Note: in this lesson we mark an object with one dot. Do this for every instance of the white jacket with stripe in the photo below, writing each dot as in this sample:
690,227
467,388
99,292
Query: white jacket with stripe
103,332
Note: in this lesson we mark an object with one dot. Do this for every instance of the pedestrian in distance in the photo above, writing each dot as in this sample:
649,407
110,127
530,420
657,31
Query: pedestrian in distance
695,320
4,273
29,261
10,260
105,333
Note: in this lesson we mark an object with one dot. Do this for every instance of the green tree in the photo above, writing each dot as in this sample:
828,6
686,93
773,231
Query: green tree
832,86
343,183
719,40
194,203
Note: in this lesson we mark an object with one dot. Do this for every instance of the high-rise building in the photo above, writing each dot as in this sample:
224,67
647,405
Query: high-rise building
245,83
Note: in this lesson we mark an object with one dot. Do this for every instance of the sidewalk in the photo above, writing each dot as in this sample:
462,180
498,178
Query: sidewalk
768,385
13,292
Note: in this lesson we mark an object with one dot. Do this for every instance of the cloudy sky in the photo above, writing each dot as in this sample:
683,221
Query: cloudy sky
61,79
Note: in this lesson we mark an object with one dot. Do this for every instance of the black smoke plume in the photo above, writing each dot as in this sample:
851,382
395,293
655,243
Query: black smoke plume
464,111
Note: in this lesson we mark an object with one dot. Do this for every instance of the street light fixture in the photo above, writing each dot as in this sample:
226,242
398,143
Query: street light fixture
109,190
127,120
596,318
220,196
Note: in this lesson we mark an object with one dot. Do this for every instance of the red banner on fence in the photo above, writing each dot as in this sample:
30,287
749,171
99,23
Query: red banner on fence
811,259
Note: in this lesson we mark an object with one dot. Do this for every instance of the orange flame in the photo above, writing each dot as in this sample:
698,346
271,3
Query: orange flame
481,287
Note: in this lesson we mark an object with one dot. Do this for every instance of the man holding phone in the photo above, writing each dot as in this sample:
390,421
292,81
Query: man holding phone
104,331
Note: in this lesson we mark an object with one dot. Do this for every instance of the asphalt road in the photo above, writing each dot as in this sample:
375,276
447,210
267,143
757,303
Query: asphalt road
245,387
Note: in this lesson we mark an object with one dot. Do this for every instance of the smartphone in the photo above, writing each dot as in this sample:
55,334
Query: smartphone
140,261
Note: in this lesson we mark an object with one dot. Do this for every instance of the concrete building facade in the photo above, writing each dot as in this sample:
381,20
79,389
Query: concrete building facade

++++++++

#### YOUR ASSIGNMENT:
When a line of the material holds the string "facade", copy that line.

#### WRITTEN SOLUTION:
Note: in this lesson we mark an object with one dot. Do this for every instance of the concrete building facade in the photo above, writing each dot as in this sample:
Query: concrete building facade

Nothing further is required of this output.